Requirement —
Beginning with the line that holds "locate the shingle roof in the photo above", set down each line of the data below through the very last, exactly as given, and nothing beyond that.

>> Start Input material

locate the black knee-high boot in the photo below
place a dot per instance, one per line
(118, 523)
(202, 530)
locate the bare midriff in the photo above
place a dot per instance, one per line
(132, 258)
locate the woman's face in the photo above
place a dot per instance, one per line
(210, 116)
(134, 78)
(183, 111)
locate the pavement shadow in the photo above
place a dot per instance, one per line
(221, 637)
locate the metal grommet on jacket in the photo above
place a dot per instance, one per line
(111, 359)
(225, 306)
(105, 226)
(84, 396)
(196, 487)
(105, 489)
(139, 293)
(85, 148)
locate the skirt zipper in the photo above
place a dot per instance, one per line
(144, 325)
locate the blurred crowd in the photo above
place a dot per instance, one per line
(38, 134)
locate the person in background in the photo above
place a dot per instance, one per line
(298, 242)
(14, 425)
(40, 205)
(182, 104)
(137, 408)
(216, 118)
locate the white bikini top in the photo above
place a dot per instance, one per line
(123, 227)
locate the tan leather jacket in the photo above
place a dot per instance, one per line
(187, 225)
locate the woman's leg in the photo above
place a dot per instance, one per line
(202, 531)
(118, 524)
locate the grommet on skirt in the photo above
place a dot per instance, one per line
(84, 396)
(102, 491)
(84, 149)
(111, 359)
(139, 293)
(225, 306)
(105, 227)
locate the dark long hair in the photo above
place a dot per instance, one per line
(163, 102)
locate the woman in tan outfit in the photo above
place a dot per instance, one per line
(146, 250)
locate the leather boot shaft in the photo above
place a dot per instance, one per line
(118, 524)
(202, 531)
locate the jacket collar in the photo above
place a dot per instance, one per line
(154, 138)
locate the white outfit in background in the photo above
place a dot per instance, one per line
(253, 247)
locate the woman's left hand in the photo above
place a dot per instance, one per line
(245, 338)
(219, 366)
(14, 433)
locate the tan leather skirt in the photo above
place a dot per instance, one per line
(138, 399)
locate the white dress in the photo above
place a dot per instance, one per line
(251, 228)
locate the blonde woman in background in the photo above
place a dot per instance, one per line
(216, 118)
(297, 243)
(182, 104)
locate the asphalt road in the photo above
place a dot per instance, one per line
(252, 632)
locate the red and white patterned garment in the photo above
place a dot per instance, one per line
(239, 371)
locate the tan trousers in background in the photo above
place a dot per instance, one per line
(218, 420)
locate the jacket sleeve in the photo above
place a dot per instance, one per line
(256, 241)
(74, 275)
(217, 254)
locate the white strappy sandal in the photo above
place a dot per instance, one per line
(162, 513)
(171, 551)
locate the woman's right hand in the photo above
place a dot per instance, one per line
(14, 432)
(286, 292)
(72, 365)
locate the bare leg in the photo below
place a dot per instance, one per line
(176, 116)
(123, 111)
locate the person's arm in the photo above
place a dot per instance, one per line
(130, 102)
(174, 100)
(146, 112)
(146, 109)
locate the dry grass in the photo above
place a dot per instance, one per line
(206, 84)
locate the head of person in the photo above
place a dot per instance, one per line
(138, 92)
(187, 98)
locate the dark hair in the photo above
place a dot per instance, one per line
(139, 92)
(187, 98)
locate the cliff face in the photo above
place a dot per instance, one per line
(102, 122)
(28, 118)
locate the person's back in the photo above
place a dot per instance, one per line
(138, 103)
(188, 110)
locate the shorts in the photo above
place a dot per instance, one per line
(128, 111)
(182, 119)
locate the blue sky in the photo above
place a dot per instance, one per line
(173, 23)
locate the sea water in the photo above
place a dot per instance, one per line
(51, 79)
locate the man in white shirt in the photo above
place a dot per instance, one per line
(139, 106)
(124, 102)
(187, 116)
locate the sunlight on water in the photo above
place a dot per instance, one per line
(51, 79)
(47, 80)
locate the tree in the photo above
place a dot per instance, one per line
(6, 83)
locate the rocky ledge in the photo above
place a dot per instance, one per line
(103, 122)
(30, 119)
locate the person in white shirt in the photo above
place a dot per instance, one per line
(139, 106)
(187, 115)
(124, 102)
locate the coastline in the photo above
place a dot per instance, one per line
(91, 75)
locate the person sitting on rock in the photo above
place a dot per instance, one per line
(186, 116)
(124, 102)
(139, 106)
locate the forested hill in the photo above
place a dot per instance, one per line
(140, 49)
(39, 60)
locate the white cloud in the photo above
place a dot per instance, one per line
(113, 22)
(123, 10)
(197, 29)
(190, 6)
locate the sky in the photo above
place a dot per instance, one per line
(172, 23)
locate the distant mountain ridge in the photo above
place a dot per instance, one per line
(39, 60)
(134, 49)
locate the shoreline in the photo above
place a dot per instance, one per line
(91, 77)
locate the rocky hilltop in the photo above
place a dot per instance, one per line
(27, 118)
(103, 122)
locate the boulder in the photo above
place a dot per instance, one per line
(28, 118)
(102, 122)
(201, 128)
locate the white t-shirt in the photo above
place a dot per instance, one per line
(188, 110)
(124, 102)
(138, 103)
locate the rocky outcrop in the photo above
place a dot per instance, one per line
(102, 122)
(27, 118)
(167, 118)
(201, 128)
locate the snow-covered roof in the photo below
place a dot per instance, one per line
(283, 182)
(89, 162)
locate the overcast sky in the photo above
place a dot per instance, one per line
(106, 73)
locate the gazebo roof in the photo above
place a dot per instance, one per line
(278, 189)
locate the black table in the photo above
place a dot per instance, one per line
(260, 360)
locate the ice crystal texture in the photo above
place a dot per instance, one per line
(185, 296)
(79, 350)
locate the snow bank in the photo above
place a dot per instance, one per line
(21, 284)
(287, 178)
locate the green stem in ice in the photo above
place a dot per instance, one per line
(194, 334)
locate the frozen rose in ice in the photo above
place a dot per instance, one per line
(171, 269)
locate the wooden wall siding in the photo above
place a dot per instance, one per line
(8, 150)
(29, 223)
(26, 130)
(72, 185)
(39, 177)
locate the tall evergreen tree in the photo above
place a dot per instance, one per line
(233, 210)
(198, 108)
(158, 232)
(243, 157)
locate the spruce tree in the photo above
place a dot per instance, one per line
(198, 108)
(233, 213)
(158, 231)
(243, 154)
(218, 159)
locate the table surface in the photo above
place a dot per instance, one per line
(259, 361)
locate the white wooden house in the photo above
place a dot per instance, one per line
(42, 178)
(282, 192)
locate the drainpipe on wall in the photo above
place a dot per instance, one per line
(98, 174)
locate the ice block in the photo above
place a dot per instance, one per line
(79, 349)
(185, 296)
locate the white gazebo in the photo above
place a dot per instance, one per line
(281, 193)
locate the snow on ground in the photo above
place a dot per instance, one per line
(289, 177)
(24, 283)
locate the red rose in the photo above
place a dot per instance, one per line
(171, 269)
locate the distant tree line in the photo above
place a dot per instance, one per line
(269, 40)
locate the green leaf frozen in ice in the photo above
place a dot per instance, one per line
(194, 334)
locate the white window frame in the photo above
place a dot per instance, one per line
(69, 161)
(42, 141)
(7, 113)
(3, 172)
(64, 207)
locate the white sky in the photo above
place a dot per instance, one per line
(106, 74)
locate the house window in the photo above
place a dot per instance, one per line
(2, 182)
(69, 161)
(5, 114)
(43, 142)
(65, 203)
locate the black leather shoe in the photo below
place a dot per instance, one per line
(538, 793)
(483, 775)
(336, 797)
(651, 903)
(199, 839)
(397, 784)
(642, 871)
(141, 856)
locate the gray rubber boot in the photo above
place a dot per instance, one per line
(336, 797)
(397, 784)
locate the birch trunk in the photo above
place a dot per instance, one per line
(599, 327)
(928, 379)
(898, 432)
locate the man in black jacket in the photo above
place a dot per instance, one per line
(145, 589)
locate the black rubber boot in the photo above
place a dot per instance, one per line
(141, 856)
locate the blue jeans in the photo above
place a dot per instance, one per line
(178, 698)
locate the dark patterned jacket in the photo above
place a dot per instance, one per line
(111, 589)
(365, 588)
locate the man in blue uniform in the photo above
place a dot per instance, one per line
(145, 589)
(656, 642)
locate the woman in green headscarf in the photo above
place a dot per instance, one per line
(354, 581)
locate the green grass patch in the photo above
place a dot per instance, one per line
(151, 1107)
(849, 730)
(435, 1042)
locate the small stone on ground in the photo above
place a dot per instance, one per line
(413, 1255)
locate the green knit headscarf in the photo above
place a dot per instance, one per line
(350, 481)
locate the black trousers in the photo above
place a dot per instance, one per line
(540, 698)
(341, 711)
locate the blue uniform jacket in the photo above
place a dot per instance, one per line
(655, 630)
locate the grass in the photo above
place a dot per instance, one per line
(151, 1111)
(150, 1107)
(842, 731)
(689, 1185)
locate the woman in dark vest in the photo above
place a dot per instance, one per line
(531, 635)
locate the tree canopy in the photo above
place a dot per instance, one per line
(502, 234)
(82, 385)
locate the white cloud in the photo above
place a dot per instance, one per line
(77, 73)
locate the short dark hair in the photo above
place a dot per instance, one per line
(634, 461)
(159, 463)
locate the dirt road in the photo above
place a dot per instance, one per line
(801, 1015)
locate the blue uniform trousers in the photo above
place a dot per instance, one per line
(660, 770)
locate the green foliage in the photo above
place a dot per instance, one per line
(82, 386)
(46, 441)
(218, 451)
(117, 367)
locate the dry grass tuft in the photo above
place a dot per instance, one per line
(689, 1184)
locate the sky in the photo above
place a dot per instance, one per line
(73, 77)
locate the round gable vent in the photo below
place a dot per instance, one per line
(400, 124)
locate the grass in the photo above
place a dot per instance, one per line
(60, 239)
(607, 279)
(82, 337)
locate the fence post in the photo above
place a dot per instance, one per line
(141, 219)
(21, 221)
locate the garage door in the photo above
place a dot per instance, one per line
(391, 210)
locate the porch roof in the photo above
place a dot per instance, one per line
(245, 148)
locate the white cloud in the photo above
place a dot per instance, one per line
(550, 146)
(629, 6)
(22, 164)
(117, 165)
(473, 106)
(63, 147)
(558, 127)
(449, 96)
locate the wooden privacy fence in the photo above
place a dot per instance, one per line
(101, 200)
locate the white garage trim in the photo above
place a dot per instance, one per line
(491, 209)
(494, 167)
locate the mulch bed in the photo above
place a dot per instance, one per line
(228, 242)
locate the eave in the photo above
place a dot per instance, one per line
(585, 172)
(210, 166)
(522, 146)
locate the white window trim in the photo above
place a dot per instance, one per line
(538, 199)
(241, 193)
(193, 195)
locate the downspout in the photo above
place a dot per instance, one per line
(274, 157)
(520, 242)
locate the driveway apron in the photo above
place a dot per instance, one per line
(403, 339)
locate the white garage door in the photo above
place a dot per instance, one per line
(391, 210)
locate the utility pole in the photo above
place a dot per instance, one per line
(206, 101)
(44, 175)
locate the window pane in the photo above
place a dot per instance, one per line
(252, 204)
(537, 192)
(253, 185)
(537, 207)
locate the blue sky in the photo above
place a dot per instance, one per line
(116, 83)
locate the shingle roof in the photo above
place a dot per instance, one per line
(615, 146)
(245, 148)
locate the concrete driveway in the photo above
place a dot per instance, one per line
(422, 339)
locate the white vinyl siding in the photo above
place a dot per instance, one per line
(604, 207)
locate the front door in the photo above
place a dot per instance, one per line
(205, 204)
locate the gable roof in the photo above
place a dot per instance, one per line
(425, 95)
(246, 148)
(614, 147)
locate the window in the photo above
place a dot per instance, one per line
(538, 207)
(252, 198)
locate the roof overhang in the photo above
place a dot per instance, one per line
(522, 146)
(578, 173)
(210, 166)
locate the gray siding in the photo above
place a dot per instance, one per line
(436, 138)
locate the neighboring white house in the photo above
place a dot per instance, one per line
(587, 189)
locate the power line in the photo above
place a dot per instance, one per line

>> End Input material

Solution to the problem —
locate the shingle roof in the photo above
place a dot per instance, one per line
(615, 146)
(245, 148)
locate the concrete driveway in the photo above
place a dot per instance, one per line
(422, 339)
locate the white vinyl siding in the photo above
place a dot per instance, one per line
(604, 207)
locate the front door in the photo above
place a dot per instance, one per line
(205, 204)
locate the gable roof in the photo above
place a dot per instance, one per line
(425, 95)
(246, 148)
(614, 147)
locate the window in the photo above
place a dot per instance, one per line
(538, 207)
(252, 198)
locate the roof overhang in the photo above
place a dot per instance, one per line
(522, 146)
(578, 173)
(210, 166)
locate the gray siding in the photo above
place a dot per instance, one per line
(436, 138)
locate the neighboring white house in the photo above
place a dot per instance, one per line
(587, 189)
locate the power line in the photo above
place a dot per instance, one per line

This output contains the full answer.